[Part of a data file]

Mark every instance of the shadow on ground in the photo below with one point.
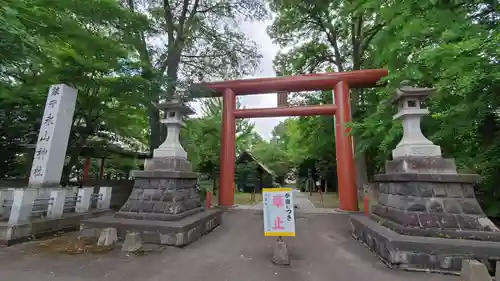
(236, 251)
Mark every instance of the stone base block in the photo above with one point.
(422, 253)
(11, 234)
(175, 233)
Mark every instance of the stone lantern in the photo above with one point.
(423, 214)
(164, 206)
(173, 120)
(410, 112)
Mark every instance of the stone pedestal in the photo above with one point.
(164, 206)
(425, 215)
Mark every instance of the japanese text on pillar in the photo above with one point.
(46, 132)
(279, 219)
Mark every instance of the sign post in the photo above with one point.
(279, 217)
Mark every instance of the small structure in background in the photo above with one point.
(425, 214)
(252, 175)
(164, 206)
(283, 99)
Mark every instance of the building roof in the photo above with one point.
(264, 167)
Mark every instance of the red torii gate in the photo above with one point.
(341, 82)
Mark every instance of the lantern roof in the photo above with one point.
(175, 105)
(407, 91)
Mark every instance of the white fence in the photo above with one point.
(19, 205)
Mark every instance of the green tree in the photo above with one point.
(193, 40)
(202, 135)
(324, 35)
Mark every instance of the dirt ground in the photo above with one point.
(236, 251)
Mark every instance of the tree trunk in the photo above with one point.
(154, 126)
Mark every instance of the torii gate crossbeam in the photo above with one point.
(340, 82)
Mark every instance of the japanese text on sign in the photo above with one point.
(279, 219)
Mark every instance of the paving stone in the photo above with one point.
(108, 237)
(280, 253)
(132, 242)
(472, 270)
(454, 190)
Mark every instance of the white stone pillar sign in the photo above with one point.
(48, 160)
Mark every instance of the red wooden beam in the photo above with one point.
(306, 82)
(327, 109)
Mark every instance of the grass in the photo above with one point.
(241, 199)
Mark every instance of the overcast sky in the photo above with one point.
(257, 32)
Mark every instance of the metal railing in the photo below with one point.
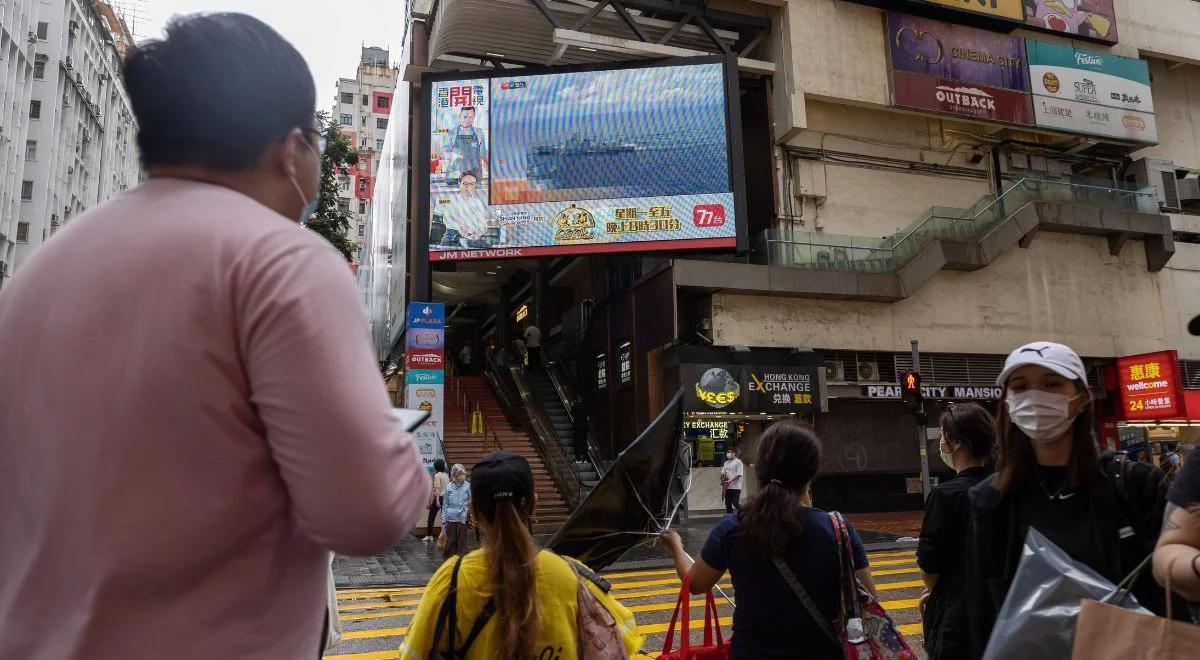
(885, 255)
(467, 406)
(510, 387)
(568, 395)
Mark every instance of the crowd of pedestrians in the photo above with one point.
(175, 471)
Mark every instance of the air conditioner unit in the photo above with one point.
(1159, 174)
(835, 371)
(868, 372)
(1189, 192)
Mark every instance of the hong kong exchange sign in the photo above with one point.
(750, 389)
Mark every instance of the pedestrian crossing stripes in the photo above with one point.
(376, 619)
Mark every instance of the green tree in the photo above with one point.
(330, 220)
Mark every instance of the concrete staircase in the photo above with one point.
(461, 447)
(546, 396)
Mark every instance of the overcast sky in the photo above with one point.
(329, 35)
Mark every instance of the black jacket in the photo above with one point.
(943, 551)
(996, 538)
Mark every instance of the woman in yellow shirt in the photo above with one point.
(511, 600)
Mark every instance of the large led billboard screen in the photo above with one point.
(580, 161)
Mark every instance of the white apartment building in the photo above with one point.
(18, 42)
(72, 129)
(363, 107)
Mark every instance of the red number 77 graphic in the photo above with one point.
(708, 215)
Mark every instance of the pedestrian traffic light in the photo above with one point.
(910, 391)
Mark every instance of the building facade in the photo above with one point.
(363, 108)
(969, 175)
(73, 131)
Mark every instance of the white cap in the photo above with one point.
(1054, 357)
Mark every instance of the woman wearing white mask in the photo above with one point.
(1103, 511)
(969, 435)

...

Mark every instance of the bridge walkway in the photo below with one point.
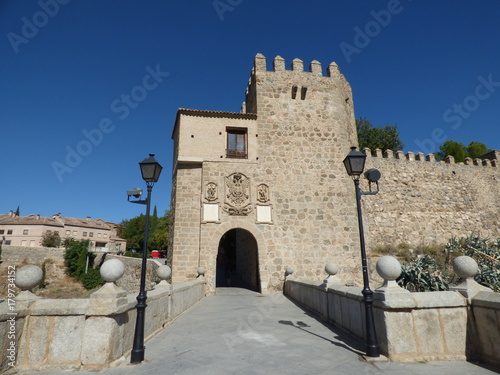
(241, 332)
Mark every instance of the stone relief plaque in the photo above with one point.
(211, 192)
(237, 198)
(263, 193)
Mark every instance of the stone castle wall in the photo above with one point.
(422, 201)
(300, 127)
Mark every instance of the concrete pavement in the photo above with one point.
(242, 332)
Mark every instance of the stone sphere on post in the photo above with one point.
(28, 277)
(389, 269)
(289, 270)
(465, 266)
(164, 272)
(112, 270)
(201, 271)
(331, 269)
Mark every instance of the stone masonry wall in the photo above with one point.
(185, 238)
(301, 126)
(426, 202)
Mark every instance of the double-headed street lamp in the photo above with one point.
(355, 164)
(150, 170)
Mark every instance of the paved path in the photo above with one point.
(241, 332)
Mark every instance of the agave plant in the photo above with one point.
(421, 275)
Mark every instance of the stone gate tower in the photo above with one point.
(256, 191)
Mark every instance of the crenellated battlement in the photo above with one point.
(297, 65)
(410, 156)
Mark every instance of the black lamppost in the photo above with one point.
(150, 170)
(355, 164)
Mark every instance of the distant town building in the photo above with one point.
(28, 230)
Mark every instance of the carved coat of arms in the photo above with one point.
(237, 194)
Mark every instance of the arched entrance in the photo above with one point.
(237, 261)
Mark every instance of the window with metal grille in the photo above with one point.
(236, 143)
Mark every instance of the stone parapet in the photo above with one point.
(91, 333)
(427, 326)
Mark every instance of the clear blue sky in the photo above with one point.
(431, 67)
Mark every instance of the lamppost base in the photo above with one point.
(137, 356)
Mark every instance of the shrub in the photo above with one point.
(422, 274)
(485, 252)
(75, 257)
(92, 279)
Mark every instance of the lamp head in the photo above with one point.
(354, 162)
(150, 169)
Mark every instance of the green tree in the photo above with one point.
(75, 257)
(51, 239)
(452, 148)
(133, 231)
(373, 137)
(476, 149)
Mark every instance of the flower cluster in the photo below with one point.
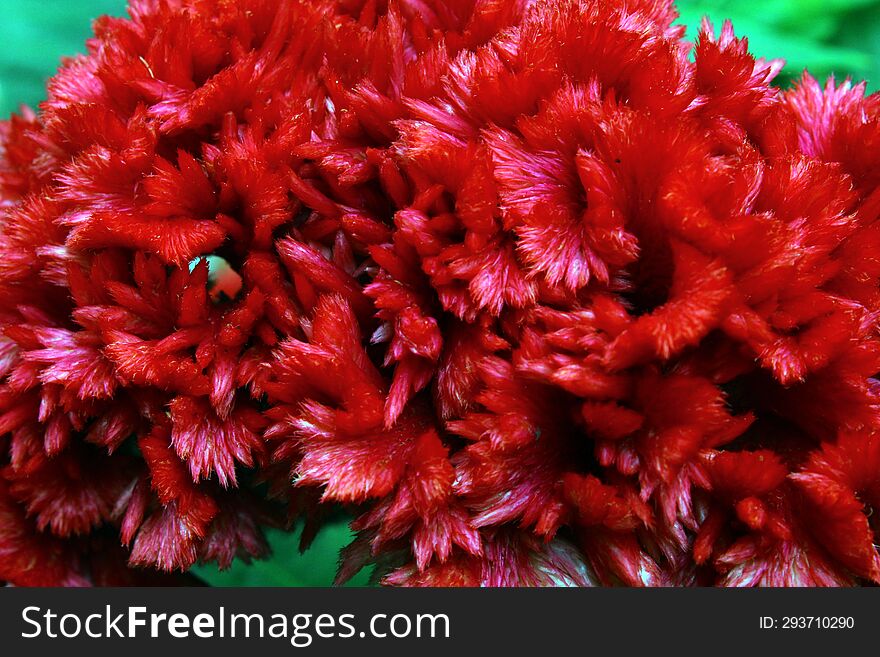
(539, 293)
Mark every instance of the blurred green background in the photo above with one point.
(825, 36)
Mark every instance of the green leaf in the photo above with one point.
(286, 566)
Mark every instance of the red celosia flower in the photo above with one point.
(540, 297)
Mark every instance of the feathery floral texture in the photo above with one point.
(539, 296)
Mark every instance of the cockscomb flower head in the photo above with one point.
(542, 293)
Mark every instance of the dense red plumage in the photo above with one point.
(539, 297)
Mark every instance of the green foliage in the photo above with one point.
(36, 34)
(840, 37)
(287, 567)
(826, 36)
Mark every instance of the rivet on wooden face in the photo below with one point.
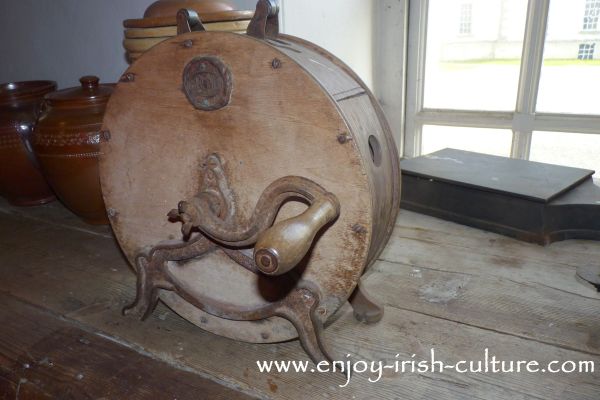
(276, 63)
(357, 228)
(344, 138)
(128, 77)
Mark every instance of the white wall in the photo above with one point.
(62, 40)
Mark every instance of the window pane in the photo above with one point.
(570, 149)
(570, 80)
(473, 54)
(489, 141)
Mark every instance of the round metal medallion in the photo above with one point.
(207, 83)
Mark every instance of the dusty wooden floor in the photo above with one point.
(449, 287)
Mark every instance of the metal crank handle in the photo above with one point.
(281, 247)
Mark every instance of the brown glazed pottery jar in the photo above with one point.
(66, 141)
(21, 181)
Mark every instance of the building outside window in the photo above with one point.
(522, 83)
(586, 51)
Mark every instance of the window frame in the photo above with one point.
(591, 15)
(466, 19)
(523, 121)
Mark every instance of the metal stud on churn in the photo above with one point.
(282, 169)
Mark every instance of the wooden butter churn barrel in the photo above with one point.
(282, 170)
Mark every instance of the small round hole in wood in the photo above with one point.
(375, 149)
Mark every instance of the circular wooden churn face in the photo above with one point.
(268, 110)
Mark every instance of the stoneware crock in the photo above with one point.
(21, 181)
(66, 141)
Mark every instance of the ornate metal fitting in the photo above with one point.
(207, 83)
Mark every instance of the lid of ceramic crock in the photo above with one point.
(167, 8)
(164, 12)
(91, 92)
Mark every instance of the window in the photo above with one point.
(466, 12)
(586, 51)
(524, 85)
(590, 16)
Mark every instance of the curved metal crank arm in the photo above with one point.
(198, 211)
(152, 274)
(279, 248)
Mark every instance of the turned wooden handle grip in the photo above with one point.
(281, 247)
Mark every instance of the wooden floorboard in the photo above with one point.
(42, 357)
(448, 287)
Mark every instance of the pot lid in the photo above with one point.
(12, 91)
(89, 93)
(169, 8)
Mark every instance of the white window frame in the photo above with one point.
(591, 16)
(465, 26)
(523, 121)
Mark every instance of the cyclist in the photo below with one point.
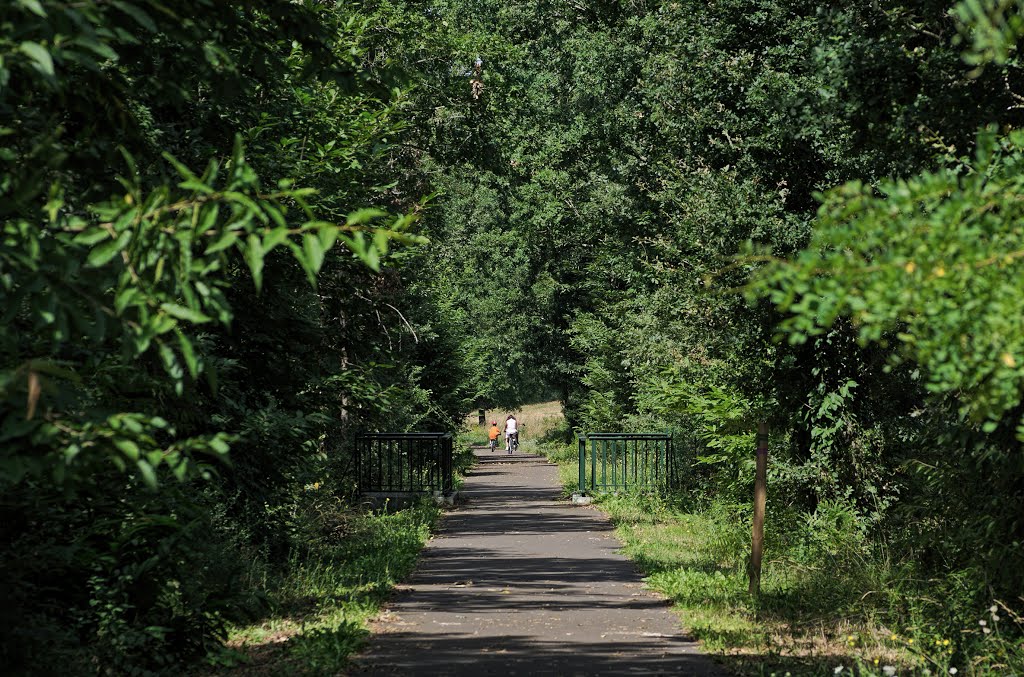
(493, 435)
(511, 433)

[Problem statement] Select every line of the items above that contains the string "pillar", and copy each one. Case counts.

[Reply]
Mark every instance of the japanese text on pillar in the photo above with one point.
Mark every instance of the white stone pillar sign in the photo above with one point.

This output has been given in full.